Task description – Convert the records into a JSON list of strings, one string per line and no blank lines, using only the part that opens with the line containing "of the brown" and closes with the line containing "column 328, row 125", both included.

= = = = =

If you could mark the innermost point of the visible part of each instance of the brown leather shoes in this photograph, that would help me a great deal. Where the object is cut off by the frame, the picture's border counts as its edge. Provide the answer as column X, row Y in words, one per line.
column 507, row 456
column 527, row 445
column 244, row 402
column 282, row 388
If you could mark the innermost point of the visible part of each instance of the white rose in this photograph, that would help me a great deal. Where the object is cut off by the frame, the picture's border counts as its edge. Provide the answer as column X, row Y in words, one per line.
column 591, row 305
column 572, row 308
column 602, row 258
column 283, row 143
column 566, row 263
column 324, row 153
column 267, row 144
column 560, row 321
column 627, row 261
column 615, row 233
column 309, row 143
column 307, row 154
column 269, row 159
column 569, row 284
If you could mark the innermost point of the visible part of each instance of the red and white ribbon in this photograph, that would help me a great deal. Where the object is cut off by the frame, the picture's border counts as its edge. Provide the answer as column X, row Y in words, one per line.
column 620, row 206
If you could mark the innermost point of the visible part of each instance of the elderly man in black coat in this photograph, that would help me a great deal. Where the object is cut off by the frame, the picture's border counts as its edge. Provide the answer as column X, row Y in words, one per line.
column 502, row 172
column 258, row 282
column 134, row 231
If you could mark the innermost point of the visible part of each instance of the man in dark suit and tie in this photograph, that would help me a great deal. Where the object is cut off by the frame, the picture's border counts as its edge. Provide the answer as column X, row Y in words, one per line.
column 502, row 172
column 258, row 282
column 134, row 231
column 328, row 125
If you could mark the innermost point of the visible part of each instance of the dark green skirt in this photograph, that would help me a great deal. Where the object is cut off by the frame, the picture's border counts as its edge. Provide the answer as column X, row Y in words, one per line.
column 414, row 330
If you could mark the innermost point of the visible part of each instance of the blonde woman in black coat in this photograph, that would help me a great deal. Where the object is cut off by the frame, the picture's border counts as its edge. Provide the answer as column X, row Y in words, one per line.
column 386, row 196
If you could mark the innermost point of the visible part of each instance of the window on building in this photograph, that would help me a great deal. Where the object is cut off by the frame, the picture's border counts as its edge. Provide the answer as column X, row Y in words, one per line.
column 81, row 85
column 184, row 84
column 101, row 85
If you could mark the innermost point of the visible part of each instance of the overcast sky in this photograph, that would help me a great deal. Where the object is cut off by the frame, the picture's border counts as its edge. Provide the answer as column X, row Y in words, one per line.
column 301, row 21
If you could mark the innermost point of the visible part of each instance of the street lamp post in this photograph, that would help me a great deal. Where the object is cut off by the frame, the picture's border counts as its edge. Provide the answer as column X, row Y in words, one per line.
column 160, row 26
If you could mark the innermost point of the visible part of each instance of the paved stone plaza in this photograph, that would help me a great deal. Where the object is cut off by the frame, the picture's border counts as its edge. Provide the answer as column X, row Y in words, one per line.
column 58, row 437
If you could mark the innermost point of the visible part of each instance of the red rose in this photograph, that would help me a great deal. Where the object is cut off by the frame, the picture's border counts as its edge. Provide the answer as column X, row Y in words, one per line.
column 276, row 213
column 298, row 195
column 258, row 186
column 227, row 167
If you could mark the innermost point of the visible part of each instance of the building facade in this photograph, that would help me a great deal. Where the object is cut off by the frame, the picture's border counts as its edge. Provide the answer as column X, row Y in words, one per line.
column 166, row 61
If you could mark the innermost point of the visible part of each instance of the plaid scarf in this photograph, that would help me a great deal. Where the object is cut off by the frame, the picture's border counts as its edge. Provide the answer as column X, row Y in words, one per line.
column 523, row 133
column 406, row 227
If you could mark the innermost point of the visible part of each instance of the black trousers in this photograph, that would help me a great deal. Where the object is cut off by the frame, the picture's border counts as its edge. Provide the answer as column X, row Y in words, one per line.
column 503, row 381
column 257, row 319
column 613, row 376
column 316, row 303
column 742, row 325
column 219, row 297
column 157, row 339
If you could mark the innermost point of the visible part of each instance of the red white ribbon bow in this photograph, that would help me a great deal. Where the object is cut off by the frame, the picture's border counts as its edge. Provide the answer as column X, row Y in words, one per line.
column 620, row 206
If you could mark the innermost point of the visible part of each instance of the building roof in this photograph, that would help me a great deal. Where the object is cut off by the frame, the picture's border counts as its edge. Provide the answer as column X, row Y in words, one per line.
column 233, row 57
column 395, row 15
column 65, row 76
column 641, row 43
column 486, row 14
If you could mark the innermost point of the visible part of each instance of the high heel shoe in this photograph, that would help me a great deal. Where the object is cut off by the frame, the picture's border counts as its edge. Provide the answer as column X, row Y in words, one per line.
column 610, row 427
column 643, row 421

= = = = =

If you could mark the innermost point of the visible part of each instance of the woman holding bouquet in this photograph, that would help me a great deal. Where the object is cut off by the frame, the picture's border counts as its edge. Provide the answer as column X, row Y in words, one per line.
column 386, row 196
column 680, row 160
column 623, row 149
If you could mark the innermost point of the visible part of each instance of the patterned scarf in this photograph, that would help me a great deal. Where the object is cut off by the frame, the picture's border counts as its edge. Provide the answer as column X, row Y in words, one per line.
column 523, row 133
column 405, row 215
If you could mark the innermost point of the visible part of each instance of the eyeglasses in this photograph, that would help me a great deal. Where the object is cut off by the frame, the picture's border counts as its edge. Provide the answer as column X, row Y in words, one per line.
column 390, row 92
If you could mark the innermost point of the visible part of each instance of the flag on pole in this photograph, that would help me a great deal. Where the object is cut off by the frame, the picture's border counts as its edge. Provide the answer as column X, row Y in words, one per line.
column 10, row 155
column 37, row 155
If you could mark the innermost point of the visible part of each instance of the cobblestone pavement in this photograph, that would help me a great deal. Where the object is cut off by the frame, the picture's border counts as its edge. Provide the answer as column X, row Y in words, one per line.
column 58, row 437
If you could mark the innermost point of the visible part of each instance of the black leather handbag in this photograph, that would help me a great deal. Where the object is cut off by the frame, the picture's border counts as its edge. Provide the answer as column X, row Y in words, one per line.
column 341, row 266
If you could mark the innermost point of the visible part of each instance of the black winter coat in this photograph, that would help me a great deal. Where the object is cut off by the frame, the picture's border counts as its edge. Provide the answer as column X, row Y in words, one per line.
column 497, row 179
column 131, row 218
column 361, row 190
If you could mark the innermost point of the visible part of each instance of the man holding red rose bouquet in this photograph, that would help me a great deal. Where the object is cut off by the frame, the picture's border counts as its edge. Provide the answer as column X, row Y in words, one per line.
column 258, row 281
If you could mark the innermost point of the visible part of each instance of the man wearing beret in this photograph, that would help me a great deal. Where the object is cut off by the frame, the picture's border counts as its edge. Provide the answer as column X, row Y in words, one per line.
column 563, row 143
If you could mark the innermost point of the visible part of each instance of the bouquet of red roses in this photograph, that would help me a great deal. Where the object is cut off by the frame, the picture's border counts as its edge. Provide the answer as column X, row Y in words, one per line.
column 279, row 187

= = = = =

Response –
[
  "If you could mark the innermost point of the visible part of each instance of the brown leather shoes in this photograph, that would help me a great deal. Where the object is cut off by the frame, the picture's border counts as its edge. Provide the answer as column X, row Y in words, one per line.",
  "column 507, row 456",
  "column 527, row 445",
  "column 244, row 402",
  "column 282, row 388",
  "If you could mark the innermost point of the visible part of each instance of the white rose in this photograph, that would help me a great deal. Where the object is cut off by the frame, the picture's border counts as its edge. Provide the answer as column X, row Y in words, one per line.",
  "column 591, row 305",
  "column 572, row 308",
  "column 602, row 258",
  "column 283, row 143",
  "column 566, row 263",
  "column 324, row 153",
  "column 267, row 144",
  "column 560, row 321",
  "column 627, row 261",
  "column 615, row 233",
  "column 309, row 143",
  "column 307, row 154",
  "column 269, row 159",
  "column 569, row 284",
  "If you could mark the innermost point of the visible part of each instance of the red and white ribbon in this photograph, that would help me a great deal. Where the object is cut off by the frame, the picture's border counts as its edge. Provide the answer as column X, row Y in words, one per line.",
  "column 620, row 206",
  "If you could mark the innermost point of the visible part of each instance of the elderly man in black coat in this photograph, that would help me a great deal. Where the object is cut off by the frame, the picture's border counts as its edge. Provide the answer as column X, row Y in words, one per line.",
  "column 502, row 172",
  "column 258, row 282",
  "column 134, row 231",
  "If you could mark the innermost point of the visible part of each instance of the man in dark suit and tie in this photograph, that would help me a great deal. Where the object is cut off by the frame, the picture's border counts as its edge. Provide the answer as column X, row Y in words, one per line.",
  "column 502, row 172",
  "column 258, row 282",
  "column 134, row 231",
  "column 328, row 125"
]